_Task requirements_
Copy only the lines between the one containing "Query: white trim" and the end of the records, both included, leaving out pictures.

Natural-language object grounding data

::::

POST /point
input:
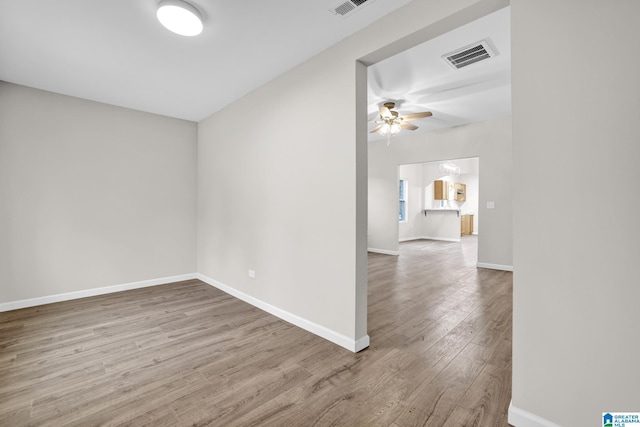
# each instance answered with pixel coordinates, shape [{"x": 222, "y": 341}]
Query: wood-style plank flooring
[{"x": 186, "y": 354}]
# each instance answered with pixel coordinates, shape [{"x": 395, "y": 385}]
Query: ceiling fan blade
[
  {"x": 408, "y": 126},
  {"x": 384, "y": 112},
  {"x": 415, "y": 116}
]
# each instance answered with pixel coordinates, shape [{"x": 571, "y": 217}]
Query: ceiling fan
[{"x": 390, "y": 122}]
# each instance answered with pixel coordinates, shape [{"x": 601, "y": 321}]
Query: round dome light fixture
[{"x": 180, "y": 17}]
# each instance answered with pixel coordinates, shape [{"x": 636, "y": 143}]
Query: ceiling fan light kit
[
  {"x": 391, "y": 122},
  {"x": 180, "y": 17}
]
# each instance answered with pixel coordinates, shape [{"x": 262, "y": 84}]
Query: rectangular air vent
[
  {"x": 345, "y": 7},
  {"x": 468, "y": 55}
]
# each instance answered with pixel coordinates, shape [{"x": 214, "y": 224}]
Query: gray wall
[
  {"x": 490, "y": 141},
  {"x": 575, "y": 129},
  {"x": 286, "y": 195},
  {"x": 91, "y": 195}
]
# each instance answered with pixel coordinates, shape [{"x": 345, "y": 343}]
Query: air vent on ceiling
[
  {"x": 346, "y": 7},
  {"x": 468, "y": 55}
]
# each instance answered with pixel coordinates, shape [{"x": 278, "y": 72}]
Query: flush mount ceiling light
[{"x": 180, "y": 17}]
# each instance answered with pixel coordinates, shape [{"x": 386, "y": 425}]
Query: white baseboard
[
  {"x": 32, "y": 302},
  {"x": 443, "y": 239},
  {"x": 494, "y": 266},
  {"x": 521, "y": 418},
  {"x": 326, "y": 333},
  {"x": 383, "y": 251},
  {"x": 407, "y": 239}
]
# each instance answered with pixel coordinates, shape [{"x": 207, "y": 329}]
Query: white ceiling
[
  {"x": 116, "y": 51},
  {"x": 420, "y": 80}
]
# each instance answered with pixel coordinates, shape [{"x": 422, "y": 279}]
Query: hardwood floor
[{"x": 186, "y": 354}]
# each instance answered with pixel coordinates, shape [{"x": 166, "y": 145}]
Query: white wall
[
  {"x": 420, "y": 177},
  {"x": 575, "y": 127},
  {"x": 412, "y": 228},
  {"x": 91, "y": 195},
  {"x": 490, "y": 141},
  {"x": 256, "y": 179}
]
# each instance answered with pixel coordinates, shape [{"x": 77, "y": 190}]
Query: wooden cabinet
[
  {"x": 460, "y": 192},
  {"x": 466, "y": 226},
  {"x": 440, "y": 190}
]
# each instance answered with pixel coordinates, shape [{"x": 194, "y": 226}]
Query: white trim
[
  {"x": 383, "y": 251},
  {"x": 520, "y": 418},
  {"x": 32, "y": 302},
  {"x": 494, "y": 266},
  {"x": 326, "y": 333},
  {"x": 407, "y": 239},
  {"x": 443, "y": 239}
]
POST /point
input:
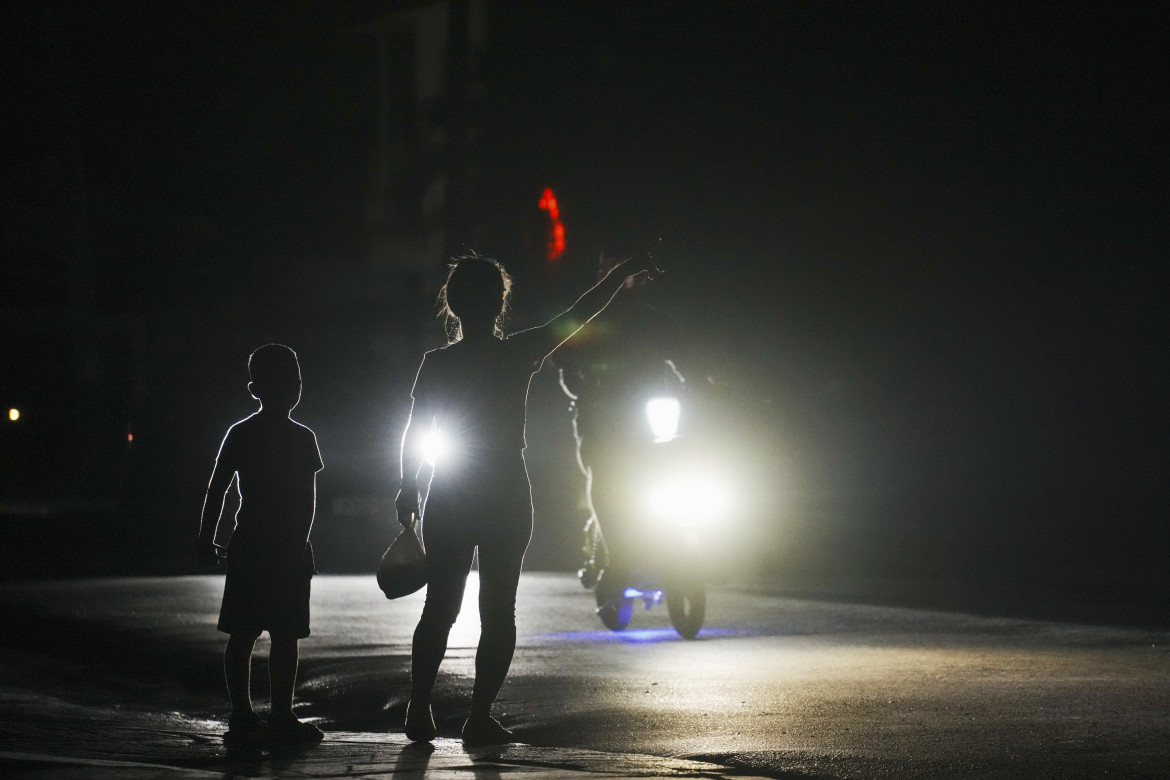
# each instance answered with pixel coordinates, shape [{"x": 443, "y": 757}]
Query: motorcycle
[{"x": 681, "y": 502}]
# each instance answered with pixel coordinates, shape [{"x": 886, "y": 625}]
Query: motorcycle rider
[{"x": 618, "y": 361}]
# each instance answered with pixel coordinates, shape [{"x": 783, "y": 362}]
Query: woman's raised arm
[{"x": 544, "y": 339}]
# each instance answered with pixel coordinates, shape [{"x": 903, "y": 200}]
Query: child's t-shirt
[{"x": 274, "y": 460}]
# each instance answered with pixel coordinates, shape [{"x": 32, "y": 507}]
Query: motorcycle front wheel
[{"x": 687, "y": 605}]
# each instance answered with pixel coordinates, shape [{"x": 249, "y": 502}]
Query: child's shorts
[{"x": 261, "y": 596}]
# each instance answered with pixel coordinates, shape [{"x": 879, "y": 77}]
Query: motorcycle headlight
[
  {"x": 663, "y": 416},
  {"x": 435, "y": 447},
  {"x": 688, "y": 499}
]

::::

_Answer box_
Query: white trim
[
  {"x": 383, "y": 251},
  {"x": 520, "y": 418},
  {"x": 32, "y": 302},
  {"x": 494, "y": 266},
  {"x": 326, "y": 333},
  {"x": 407, "y": 239},
  {"x": 443, "y": 239}
]
POST /point
input:
# each instance answered with pixel coordinates, shape [{"x": 443, "y": 757}]
Query: motorcycle
[{"x": 681, "y": 502}]
# each instance answered with pixel coordinates, shape [{"x": 886, "y": 625}]
Query: motorcycle rider
[{"x": 618, "y": 361}]
# each instance answered with pixel coordinates, shape [{"x": 783, "y": 362}]
Query: woman's raised arm
[{"x": 544, "y": 339}]
# each instance answered with pixel coordinates, shape [{"x": 903, "y": 200}]
Query: child's t-shirt
[{"x": 274, "y": 460}]
# each instance answered with pixel coordinates, shape [{"x": 32, "y": 507}]
Query: motorcycle front wheel
[{"x": 687, "y": 605}]
# each instance answered with pixel coordinates, shape [{"x": 249, "y": 502}]
Query: child's shorts
[{"x": 261, "y": 596}]
# each instance answered with pixel coordinates, shape [{"x": 879, "y": 77}]
Query: motorcycle headlight
[
  {"x": 663, "y": 416},
  {"x": 435, "y": 447},
  {"x": 688, "y": 499}
]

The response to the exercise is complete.